- Aim
Write out everything from the line containing "Provide one point per instance of the blue car, each" down to the end of the records again, swapping "hubcap" for "wheel cover" and leaving all else unchanged.

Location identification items
= = =
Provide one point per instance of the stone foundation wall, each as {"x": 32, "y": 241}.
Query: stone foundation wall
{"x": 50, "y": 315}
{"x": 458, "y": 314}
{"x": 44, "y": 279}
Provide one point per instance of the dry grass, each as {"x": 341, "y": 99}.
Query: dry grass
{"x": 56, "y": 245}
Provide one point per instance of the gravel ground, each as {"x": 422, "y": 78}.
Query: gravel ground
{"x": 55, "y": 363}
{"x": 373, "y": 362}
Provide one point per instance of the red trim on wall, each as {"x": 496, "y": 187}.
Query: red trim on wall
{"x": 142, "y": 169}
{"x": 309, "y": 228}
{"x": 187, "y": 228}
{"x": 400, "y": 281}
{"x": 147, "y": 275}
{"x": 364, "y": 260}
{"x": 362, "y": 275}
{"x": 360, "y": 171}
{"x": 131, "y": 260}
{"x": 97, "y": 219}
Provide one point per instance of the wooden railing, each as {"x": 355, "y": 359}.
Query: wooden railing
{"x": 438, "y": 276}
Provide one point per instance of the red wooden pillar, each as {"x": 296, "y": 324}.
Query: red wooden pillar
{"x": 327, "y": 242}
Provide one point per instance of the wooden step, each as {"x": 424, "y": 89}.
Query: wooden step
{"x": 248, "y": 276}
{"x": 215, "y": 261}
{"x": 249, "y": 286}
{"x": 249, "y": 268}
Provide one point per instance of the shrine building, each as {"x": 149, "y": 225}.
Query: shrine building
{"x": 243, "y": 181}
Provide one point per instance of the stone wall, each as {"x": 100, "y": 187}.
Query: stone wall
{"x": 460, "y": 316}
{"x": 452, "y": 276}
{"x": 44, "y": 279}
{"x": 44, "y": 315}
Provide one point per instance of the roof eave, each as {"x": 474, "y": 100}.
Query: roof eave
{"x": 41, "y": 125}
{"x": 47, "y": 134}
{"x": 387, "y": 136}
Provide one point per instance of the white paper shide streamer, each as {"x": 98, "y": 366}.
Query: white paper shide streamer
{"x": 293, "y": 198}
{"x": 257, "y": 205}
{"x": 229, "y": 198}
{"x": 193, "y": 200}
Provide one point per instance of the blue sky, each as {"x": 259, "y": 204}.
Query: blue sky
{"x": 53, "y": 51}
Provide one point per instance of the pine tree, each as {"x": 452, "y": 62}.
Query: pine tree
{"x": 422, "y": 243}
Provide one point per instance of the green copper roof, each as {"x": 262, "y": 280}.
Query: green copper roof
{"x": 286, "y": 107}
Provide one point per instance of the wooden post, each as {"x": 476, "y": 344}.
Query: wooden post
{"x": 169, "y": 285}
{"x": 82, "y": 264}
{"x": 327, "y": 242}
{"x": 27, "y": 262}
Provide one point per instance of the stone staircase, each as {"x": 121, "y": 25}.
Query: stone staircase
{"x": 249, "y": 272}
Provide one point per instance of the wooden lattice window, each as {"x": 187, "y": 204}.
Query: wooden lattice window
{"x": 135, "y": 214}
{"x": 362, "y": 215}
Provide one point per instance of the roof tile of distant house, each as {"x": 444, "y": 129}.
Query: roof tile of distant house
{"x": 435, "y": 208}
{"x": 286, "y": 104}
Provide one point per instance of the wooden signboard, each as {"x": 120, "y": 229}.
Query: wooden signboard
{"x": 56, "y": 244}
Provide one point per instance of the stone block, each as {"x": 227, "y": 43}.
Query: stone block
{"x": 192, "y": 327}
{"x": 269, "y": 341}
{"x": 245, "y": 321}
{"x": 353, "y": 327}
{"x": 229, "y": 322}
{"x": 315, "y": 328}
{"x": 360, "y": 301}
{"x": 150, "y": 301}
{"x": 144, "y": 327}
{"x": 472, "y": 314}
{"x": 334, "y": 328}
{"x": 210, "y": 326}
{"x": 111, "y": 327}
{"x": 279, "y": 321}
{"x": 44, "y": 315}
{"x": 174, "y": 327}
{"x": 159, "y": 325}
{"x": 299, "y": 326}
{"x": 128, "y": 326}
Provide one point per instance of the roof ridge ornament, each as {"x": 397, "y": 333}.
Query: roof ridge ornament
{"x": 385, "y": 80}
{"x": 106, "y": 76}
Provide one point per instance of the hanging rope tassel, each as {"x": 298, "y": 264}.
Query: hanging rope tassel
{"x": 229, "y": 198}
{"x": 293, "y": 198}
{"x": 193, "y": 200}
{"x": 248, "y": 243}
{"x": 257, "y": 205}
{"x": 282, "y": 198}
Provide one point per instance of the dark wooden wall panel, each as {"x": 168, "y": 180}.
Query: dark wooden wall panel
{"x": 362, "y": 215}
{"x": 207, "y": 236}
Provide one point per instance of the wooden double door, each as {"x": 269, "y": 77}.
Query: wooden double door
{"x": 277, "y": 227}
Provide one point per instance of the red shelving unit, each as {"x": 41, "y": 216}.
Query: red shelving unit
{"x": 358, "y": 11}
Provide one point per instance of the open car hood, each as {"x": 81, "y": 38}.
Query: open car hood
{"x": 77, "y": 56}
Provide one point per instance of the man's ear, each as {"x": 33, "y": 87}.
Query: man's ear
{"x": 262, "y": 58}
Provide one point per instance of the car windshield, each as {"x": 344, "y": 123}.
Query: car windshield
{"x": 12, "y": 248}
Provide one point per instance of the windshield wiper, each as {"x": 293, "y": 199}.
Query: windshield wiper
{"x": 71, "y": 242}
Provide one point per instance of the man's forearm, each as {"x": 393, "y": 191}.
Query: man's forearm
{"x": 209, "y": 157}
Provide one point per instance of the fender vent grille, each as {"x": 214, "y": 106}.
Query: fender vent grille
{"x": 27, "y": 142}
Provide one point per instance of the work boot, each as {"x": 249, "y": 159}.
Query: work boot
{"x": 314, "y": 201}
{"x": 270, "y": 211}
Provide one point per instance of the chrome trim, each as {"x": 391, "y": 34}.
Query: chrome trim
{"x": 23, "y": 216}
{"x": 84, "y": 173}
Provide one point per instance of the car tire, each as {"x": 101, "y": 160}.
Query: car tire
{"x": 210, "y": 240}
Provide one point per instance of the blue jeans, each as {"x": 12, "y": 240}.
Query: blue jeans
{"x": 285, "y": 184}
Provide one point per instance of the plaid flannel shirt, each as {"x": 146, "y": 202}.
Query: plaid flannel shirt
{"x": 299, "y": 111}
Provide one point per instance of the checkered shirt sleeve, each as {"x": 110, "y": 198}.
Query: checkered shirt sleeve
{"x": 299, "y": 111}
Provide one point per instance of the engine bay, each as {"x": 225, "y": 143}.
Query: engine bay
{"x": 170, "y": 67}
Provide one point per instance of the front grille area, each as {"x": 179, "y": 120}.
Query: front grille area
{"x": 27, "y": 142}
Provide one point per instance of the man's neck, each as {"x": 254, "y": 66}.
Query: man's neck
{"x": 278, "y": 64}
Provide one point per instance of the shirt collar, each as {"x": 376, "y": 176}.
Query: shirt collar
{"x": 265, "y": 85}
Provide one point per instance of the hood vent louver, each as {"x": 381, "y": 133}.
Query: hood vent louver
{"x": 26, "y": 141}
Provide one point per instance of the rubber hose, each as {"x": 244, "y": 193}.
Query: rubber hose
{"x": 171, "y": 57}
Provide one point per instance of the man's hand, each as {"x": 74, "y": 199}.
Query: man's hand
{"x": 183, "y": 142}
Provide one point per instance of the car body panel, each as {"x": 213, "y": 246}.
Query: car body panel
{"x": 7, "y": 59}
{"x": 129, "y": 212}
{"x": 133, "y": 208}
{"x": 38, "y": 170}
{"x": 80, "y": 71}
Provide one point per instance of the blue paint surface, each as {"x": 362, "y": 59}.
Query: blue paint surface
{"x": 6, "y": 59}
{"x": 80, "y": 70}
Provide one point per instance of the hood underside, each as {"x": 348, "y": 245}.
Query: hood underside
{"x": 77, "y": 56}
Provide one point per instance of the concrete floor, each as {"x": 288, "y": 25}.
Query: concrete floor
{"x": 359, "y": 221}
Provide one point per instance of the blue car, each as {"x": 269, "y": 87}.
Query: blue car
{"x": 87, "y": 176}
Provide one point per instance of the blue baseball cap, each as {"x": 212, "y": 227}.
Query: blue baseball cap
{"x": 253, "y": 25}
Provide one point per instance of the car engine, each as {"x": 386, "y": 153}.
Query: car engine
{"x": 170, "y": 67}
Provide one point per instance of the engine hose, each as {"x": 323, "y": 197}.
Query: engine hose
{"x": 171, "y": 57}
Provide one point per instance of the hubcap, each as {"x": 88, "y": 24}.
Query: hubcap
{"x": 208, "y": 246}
= = =
- Correct answer
Provide one point per instance of the blue car, each as {"x": 269, "y": 87}.
Query: blue car
{"x": 87, "y": 176}
Provide one point per instance of the blue baseball cap, each as {"x": 212, "y": 227}.
Query: blue baseball cap
{"x": 253, "y": 25}
Provide one point per instance of the car engine, each as {"x": 386, "y": 153}.
Query: car engine
{"x": 170, "y": 67}
Provide one point per instance of the engine hose, each as {"x": 323, "y": 197}.
Query: engine hose
{"x": 171, "y": 57}
Provide one point per instance of the wheel cover, each as {"x": 88, "y": 24}.
Query: wheel cover
{"x": 208, "y": 246}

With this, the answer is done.